Brief 1: Copy the courgette and zucchini discussion word for word, between "This actually being" and "one minute ago.", inclusive.
Brief 2: Extend the courgette and zucchini discussion from its last sentence onward.

Selected extract:
== == ==

This being England, the title should of course say “courgettes”. Nobody calls them zucchinis over here!
This actually being the internet, shouldn't the title use whatever is most commonly used in the world at large? Someone who knows the word courgette, probably knows the word zucchini. While someone who knows the word zucchini, might not know courgette. I certainly didn't know about courgette until just one minute ago.
And I didn't know what a zucchini was until this year
> Someone who knows the word courgette, probably knows the word zucchini. While someone who knows the word zucchini, might not know courgette.

I don't see why this would be the case.

More accurate would be:

Someone who knows the word courgette, might not know the word zucchini. And someone who knows the word zucchini, might not know courgette.

Or Cucurbita pepo pepo, the Intergalactic, planetary, planetary, term
All squash is native to Mesoamerica and Andes. Neither term is really correct. I believe the indigenous people of Mesoamerica called it chayotl. The Spanish, who were the first Europeans to come across squash call it calabaza - which is possibly derived from the persian word "kharbuz." But I really don't know why Americans use the Italian word for squash instead.

== == ==

Source material:
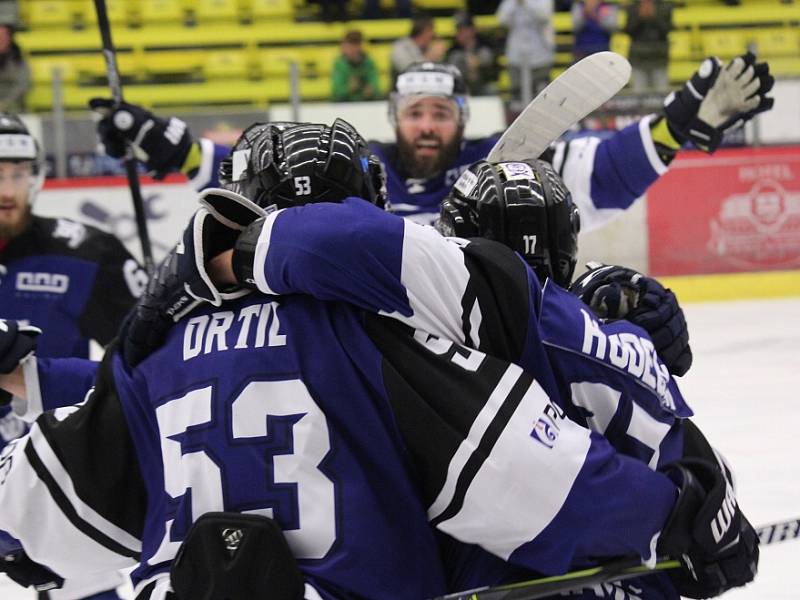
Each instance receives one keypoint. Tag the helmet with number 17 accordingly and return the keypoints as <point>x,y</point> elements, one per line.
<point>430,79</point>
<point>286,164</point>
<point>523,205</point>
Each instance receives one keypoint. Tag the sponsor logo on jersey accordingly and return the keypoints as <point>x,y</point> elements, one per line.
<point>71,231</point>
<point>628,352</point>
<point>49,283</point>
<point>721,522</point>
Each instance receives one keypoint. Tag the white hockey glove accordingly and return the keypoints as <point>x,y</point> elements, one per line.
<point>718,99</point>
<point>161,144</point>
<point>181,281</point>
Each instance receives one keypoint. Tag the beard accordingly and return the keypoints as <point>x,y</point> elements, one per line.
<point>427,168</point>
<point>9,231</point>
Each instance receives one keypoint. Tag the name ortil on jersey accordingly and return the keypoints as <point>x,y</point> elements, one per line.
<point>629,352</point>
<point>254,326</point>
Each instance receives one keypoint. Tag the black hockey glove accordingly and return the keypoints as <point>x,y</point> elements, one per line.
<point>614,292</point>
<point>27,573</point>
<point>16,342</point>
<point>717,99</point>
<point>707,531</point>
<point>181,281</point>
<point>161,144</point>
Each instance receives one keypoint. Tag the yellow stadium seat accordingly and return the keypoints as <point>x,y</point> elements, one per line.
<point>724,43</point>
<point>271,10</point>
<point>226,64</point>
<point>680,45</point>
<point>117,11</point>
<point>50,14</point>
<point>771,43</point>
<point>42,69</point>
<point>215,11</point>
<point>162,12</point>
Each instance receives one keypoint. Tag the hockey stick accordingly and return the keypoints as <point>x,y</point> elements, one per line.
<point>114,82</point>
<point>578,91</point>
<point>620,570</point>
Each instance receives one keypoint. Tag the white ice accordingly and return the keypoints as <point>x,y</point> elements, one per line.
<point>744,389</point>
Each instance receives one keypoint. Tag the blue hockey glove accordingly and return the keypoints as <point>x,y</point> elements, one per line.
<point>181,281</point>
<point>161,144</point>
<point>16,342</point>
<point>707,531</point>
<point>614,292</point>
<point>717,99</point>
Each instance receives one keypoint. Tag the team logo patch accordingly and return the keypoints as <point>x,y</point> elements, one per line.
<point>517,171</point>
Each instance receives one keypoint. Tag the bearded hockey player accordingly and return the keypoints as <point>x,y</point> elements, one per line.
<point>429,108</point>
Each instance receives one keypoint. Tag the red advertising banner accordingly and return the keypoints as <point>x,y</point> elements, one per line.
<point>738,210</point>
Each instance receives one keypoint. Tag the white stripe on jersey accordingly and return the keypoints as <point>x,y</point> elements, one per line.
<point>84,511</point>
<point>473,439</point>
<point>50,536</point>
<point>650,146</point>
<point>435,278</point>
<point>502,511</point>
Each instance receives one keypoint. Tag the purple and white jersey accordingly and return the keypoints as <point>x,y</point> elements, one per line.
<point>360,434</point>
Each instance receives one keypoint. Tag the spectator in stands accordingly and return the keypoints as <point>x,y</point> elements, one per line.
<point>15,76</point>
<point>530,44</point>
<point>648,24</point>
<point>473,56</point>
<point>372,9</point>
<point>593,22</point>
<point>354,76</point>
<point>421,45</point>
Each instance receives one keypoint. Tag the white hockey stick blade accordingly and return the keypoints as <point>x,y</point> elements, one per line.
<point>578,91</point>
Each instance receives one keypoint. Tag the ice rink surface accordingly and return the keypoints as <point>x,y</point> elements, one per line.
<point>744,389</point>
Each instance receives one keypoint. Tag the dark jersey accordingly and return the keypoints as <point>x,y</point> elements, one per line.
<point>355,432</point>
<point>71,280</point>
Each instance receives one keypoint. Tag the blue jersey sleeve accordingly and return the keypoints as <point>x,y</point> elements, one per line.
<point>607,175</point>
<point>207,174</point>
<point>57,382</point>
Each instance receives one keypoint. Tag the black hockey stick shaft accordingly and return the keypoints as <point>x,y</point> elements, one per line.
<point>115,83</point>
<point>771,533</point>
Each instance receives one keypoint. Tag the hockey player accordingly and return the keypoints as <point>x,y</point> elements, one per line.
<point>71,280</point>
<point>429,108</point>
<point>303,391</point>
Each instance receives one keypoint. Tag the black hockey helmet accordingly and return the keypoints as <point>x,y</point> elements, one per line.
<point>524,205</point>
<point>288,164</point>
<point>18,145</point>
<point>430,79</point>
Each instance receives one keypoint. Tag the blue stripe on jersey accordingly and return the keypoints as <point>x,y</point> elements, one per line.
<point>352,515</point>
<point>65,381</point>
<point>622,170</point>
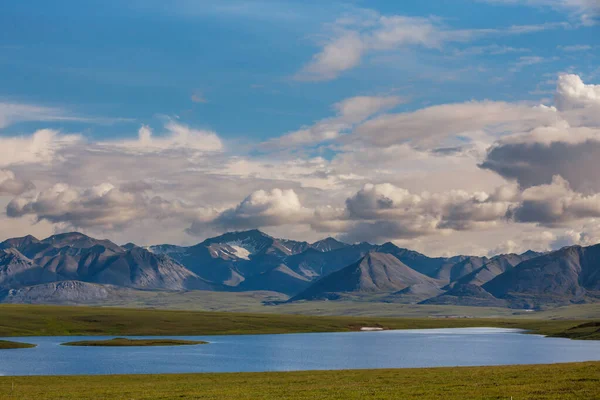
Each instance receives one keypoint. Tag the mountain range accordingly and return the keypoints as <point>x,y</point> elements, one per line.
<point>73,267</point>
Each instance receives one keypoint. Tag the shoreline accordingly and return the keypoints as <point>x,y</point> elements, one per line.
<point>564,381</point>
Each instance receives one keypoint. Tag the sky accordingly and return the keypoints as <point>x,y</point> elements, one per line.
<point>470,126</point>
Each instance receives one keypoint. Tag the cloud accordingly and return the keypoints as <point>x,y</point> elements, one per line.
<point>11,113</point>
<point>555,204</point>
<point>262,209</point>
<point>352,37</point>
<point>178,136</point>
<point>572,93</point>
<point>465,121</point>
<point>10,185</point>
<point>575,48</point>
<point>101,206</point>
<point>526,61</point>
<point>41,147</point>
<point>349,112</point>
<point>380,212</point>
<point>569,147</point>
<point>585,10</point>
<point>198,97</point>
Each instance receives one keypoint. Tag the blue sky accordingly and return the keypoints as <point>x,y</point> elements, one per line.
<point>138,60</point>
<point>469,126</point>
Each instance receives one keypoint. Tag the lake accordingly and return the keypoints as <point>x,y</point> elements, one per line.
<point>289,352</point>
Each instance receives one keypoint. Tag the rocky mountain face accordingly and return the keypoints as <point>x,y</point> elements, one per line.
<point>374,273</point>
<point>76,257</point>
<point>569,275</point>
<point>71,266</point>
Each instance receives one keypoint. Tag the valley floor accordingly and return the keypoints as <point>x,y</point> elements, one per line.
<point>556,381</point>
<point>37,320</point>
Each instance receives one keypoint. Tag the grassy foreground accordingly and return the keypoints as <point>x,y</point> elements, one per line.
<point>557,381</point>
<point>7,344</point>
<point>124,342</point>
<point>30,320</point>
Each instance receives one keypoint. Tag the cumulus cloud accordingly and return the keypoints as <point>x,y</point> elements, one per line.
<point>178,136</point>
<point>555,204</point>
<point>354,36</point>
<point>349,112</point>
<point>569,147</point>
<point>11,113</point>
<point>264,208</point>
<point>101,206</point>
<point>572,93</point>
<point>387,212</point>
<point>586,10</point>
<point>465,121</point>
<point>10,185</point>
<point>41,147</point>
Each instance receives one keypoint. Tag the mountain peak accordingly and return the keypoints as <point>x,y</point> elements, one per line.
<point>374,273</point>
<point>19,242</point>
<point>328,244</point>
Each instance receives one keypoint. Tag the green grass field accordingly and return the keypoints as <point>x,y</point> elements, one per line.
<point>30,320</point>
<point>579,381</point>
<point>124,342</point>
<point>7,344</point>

== == ==

Task response 1:
This actually being the internet, shouldn't the title use whatever is most commonly used in the world at large? Someone who knows the word courgette, probably knows the word zucchini. While someone who knows the word zucchini, might not know courgette. I certainly didn't know about courgette until just one minute ago.

Task response 2:
> derived from the persian word "kharbuz"

Interesting! I note the Turkish word "karpuz" (en: watermelon) is similar. And considering watermelons are loosely related to squash, that makes sense.

It is known to subsistence farmers in Asia. Often times, they see cucumbers grown off of seeds that are not planted. They taste it for bitterness, then eat; otherwise, throw them out. This 'knowledge' is passed between, down, generations and people. Hobby farming doesn't have that.